#### [Your goal]
Reproduce every row below verbatim, line for line and in the same order.

Stored entries
^^^^^^^^^^^^^^^^
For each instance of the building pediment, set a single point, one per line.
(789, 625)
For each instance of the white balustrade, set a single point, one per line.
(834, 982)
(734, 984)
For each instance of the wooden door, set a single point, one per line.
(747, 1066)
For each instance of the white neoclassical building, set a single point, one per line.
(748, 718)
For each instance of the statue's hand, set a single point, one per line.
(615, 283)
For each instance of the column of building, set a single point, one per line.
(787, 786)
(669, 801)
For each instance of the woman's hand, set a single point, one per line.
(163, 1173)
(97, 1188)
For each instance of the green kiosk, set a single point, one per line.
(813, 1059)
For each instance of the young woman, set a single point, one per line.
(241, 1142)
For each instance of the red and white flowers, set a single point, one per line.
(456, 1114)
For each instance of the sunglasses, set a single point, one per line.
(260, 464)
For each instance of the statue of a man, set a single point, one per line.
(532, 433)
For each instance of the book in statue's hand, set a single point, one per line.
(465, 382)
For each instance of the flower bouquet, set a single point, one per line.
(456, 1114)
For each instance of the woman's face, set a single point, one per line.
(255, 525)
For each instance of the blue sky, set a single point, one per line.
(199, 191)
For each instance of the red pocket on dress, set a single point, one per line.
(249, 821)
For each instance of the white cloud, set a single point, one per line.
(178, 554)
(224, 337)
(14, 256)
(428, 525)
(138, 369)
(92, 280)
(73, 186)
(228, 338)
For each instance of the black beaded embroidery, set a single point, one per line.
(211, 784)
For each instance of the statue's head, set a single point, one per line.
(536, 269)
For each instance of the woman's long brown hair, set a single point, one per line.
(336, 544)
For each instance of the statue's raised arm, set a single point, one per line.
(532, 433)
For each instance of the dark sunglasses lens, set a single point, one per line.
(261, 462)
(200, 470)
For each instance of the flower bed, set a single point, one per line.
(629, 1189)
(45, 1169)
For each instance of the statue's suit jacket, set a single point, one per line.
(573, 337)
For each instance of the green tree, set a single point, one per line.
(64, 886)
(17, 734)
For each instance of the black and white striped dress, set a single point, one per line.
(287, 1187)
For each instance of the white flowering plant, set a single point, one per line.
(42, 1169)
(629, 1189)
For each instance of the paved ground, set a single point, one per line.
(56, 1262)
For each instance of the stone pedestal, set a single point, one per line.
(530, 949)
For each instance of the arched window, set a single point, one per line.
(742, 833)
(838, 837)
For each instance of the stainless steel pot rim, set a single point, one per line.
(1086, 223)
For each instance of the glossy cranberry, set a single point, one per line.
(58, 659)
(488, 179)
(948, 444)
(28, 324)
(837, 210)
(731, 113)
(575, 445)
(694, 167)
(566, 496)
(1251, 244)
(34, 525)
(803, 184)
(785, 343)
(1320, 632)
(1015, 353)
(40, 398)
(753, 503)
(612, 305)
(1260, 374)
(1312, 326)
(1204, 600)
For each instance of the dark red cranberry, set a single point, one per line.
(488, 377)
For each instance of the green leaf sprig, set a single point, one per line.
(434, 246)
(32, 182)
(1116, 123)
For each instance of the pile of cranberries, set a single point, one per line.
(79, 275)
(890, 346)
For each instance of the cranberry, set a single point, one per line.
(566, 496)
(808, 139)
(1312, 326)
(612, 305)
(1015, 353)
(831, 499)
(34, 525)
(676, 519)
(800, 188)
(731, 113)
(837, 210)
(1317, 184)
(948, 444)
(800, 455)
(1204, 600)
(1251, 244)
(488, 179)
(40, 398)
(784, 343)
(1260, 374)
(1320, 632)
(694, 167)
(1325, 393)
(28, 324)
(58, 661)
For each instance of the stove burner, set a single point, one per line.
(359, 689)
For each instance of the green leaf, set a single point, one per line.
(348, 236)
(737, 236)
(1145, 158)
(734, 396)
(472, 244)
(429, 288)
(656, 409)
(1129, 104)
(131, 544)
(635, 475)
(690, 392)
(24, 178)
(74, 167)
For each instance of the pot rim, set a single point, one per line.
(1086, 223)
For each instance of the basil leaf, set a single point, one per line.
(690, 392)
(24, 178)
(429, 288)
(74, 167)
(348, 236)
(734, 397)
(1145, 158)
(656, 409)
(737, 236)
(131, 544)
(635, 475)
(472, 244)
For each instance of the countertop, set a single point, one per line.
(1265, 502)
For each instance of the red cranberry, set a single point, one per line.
^^^^^^^^^^^^^^^^
#### [Expected answer]
For each instance of the building pediment, set a single point, one per line.
(789, 625)
For each instance of the white balustrade, set a single point, one per line.
(834, 982)
(734, 984)
For each instance of the wooden door, set a single point, one per line.
(747, 1066)
For each instance of the white neoclassical building, set a single point, one per line.
(748, 718)
For each instance of the statue's hand, set a single point, one per line.
(615, 283)
For each instance of the column of building, set a single point, one per line.
(787, 786)
(669, 801)
For each instance of the woman's hand, set a single point, one per line.
(163, 1173)
(97, 1188)
For each instance of the green kiosk, set a single point, one per line.
(813, 1059)
For each instance of the young woman, set a single point, one per line.
(241, 1142)
For each instance of the red and white flowers, set a single point, one per line.
(456, 1114)
For each instance of the sunglasses, set a single point, one per line.
(260, 464)
For each instance of the statue of a man, set a single point, one per line.
(532, 433)
For each instance of the book in statue's hand, set a single point, one per line.
(465, 382)
For each instance of the flower bouquet, set a single point, one per line.
(456, 1114)
For each instance of the woman's face, set a single point, one per line.
(255, 525)
For each instance of the blue sky, set a single point, one per line.
(199, 191)
For each instance of the red pocket on dress, set a single point, one per line.
(249, 821)
For each instance of the white cloud, set a single point, one per line.
(178, 554)
(224, 337)
(14, 256)
(428, 525)
(138, 369)
(92, 280)
(73, 186)
(228, 338)
For each instance of the black beaded embroidery, set a single point, one per line.
(211, 784)
For each instance of the statue's head, set a single point, one per line.
(536, 269)
For each instance of the woman's long brown hair, set a single point, one per line.
(336, 544)
For each instance of the statue's raised arm, set a single point, one per line.
(532, 433)
For each instance of the dark sunglasses lens, set a single point, one per line.
(261, 462)
(200, 470)
For each instance of the flower bed, set a single point, one per line.
(629, 1189)
(45, 1169)
For each instance of the statue's suit jacket, set a single point, one per line.
(573, 337)
For each instance of the green tree, set a single point, one per line.
(64, 886)
(17, 734)
For each instance of the black and white striped dress, set a single point, one per line.
(287, 1187)
For each instance of the white flowering plant, set a single point, one per line.
(42, 1169)
(629, 1189)
For each instance of the paved ground, set a single point, one per line.
(56, 1262)
For each instance of the stone pedestal, set a single point, one per line.
(530, 949)
For each instance of the arched window, set a single point, one per line.
(742, 833)
(838, 837)
For each instance of the stainless steel pot rim, set a single point, one per line.
(1086, 223)
For each instance of the glossy cranberry, set a single point, one per line.
(58, 659)
(488, 179)
(948, 444)
(28, 324)
(837, 210)
(731, 113)
(575, 445)
(694, 167)
(566, 496)
(1251, 244)
(34, 525)
(803, 184)
(785, 343)
(1320, 632)
(1015, 353)
(40, 398)
(753, 503)
(612, 305)
(1260, 374)
(1312, 326)
(1204, 600)
For each instance of the dark red cranberry, set a single point, one per line.
(488, 377)
For each instance of the green leaf sprig, set a single point, one per line.
(434, 246)
(32, 182)
(1116, 123)
For each instance of the pile of cranberries, set a single point, one per line.
(79, 275)
(890, 346)
For each instance of the cranberry, set a single point, one per line.
(566, 496)
(808, 139)
(1312, 326)
(612, 305)
(1015, 353)
(831, 499)
(34, 525)
(676, 519)
(800, 188)
(731, 113)
(837, 210)
(1317, 184)
(948, 444)
(800, 455)
(1204, 600)
(1251, 244)
(488, 179)
(40, 398)
(784, 343)
(1260, 374)
(1320, 632)
(694, 167)
(1325, 393)
(28, 324)
(58, 661)
For each instance of the stove burner, set a single point, one per line.
(359, 689)
For each instance of the green leaf, set a single point, one per line.
(348, 236)
(737, 236)
(1145, 158)
(734, 396)
(472, 244)
(429, 288)
(656, 409)
(1129, 104)
(131, 544)
(635, 475)
(690, 392)
(24, 178)
(74, 167)
For each instance of the pot rim, set a single point, one per line.
(1086, 223)
For each instance of the basil leaf, set a single point, one per line.
(690, 392)
(24, 178)
(429, 288)
(74, 167)
(348, 236)
(734, 397)
(1145, 158)
(656, 409)
(737, 236)
(131, 544)
(635, 475)
(472, 244)
For each instance of the countertop, set a single point, one per line.
(1265, 502)
For each instance of the red cranberry, set a single point, one per line.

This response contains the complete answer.